◆ **Article**
# # # #
It was cool when Kojak carried his coffee in 1970s New York but times change, says Peter Sharkey, and ditching the habit could help you to save.
Who doesn't like a James Bond movie?
For more than fifty years, a series of ice-cool Bonds, from Sean Connery to Daniel Craig, have graced the silver screen, ordering dry Martinis, driving ridiculously fast cars, making improbable escapes and always getting the girl.
The 25th and latest Bond film, No Time to Die, is scheduled for release on April 3, 2020. Within the parameters of a fast-moving, good versus evil storyline, we can expect another combination of superb cinematography, ingenious gadgetry and enough big screen escapism to keep us going until Bond number 26 arrives on the scene.
The Bond franchise generates billions of dollars, so it's reasonable to assume we'll be treated to plenty more escapism over the next fifty years, although it would appear that No Time to Die will be Daniel Craig's last outing as 007.
The same could be said of Bond's super-quick, gadget-packed Aston Martin.
The luxury carmaker, now regularly described as 'embattled' in the financial pages, has not enjoyed a great time since making its stock market debut last year, burning through cash in a manner reminiscent of 007 disposing of gun-toting baddies.
# # # #
Pick up the article about James Bond and Aston Martin after its final sentence and carry it forward.

◆ **Supplied material**
# # # #
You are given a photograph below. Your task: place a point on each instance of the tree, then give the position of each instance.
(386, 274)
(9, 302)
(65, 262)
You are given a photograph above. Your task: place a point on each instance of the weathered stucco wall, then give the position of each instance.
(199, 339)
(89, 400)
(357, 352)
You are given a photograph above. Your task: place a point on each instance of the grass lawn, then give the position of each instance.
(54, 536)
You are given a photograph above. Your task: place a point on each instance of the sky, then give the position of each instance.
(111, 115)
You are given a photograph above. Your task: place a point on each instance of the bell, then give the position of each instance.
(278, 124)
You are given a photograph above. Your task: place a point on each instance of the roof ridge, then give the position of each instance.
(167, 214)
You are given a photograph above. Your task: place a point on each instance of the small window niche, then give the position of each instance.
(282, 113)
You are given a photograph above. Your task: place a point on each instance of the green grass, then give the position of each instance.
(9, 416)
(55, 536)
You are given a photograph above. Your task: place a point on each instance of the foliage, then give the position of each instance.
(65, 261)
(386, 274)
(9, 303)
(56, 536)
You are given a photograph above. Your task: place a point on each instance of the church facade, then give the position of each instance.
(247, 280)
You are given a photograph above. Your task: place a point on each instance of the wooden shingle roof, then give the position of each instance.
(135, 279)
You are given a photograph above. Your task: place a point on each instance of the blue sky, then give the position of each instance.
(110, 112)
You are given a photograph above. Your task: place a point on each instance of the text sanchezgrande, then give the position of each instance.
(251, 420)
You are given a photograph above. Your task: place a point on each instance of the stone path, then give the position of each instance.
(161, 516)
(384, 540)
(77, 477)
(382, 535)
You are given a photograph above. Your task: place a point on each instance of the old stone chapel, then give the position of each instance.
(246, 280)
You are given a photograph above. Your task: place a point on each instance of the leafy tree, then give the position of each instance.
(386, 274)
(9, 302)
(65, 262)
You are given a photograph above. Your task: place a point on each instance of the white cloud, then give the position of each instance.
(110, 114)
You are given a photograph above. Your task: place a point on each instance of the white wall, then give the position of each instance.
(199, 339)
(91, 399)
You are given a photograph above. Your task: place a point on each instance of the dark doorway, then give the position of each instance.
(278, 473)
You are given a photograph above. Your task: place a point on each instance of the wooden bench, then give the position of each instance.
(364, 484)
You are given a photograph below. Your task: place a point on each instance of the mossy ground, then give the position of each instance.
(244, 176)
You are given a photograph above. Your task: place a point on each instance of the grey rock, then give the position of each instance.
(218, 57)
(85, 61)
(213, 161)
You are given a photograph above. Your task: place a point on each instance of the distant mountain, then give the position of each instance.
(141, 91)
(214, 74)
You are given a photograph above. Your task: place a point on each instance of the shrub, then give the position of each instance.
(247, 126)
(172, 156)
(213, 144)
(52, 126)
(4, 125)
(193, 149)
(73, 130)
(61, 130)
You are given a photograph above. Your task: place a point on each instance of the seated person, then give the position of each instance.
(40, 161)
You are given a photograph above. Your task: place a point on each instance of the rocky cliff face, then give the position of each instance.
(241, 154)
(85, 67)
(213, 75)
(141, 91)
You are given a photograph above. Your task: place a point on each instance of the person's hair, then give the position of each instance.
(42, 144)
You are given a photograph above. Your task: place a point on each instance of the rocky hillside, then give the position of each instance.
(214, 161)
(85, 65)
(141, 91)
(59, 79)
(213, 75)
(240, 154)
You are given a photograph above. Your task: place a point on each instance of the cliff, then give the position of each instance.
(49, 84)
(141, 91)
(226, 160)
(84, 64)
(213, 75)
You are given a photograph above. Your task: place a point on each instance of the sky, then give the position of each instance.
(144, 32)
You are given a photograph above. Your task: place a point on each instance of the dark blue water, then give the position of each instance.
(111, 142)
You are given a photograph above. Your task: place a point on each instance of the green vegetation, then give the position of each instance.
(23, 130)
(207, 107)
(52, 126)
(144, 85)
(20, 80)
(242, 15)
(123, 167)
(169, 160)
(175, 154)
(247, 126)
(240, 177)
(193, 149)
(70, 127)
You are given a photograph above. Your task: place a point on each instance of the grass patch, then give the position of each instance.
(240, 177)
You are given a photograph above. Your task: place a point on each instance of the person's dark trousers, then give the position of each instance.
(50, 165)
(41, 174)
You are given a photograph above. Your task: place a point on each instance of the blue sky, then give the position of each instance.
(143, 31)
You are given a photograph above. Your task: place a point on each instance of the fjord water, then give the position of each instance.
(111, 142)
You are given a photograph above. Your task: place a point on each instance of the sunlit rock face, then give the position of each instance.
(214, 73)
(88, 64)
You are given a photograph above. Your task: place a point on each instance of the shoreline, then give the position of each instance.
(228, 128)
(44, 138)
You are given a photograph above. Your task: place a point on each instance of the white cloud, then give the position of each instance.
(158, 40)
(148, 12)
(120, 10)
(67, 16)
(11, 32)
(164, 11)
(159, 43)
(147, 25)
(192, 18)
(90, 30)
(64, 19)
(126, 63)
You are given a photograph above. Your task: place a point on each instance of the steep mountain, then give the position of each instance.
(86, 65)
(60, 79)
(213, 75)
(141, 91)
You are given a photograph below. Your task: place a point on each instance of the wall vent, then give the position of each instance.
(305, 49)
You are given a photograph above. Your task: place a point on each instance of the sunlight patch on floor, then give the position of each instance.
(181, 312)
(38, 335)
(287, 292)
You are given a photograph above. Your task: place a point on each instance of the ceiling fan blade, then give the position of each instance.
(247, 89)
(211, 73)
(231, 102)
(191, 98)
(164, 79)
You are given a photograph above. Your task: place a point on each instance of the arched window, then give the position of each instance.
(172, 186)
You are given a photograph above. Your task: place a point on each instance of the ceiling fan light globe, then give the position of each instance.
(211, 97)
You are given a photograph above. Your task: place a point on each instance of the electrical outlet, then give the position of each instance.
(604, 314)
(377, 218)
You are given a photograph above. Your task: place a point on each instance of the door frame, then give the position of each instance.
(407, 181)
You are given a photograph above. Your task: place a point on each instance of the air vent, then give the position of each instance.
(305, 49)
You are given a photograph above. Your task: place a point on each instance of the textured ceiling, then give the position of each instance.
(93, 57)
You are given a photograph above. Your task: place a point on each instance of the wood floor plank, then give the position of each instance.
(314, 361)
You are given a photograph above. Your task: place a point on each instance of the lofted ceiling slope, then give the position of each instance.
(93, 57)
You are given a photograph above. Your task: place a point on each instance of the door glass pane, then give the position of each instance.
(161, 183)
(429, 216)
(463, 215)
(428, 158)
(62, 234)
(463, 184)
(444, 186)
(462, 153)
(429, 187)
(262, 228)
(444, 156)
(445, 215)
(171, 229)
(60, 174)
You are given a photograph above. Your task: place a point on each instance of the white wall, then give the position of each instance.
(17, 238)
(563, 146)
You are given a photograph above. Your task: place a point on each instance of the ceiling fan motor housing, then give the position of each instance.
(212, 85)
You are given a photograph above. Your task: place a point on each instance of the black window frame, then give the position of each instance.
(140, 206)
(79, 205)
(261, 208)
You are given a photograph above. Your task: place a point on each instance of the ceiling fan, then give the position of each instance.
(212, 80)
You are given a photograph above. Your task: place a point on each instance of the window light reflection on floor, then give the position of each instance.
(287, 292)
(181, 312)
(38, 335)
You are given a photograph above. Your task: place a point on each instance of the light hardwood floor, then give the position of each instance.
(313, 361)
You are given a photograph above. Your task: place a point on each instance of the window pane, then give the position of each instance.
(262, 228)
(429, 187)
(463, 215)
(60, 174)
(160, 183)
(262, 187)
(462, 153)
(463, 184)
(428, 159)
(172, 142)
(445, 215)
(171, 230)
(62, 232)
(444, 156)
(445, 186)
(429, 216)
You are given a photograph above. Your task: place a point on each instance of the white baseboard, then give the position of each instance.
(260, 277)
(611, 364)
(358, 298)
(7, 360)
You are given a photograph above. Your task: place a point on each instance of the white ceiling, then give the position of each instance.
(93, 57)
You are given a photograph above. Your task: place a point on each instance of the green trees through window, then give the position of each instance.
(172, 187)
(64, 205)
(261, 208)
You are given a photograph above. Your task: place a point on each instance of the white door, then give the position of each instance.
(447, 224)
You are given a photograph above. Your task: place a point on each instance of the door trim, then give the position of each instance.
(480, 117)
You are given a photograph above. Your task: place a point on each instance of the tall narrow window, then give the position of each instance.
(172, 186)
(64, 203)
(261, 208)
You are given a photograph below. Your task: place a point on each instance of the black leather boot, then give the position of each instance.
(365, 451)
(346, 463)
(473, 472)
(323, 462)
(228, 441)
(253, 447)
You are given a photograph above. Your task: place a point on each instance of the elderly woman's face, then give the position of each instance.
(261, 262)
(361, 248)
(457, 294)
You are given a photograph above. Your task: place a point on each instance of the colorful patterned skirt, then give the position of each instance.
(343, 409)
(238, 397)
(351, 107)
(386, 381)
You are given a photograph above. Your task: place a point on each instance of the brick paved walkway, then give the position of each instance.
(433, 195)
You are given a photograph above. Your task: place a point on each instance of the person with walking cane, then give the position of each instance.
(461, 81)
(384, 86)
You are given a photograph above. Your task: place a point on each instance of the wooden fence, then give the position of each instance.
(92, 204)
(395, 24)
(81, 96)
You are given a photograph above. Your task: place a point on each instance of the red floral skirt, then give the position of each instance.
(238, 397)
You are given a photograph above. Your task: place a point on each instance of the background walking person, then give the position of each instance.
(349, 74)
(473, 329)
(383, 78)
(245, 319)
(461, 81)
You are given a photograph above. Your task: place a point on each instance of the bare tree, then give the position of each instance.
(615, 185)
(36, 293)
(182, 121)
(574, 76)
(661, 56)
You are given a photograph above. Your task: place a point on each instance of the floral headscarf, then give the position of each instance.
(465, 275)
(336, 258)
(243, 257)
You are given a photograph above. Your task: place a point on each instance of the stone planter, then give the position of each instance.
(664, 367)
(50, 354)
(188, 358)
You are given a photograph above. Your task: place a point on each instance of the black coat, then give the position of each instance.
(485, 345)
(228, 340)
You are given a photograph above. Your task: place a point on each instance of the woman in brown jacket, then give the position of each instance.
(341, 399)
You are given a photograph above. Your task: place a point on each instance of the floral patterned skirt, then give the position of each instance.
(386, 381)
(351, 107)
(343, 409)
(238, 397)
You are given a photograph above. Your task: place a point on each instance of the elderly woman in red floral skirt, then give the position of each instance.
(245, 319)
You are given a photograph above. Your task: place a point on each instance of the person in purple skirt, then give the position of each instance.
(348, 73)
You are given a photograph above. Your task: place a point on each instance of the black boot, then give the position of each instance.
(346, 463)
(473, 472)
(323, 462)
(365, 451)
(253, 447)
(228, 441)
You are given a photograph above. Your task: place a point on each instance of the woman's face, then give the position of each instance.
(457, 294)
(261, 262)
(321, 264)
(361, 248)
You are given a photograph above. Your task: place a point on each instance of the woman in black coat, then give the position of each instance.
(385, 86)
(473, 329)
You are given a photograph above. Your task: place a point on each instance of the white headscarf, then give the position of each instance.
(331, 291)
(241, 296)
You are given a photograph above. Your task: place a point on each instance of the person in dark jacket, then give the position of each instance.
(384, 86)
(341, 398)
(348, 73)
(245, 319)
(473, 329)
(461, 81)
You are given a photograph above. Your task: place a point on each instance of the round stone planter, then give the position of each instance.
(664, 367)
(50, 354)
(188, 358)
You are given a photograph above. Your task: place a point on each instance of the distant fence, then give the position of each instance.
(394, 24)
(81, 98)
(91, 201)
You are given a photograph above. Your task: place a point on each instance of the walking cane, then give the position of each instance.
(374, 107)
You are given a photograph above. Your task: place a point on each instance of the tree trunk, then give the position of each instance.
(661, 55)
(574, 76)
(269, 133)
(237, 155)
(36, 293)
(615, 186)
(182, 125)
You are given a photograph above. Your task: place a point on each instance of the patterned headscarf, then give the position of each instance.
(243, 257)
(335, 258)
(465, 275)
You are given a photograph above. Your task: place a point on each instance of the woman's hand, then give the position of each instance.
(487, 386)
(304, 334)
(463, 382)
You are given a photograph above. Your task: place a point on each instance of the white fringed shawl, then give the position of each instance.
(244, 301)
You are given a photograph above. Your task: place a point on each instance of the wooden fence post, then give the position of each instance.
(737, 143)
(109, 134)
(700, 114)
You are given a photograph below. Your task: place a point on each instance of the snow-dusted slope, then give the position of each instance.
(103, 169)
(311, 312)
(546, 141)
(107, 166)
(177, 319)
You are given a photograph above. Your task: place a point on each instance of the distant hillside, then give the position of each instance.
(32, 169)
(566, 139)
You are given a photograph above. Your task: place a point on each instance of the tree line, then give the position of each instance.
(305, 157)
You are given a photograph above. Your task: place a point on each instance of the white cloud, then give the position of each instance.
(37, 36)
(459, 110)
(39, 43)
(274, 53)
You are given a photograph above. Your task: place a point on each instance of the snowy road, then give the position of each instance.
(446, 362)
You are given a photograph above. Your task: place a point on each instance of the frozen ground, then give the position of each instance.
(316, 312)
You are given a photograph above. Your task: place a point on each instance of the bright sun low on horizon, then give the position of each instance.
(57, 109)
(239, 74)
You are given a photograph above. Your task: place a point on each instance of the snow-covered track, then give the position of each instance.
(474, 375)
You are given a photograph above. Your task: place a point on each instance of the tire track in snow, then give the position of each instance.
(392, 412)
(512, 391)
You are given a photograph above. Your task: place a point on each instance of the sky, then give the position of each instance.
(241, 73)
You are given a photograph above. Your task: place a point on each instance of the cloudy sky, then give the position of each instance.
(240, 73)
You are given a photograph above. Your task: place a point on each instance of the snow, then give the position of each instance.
# # # #
◆ **Task response**
Recently, the company was forced to take out the corporate equivalent of a payday loan, borrowing £120 million at an eye-watering 12% interest. The loan, due for repayment in 2022, will be used to develop and market the firm's new DBX sports utility vehicle, but if orders fall short of agreed targets, the interest rate leaps to 15%.
When details of the £120 million loan was announced, Aston Martin's shares fell to £5.50 apiece; a year ago they were £19.
Borrowing at very high rates of interest is often a sign of desperation, as many folks who have taken out payday loans would attest. Despite charging sky-high interest rates, the much-despised Wonga, once the UK's largest payday lender, generated enormous profits until falling into administration in August 2018.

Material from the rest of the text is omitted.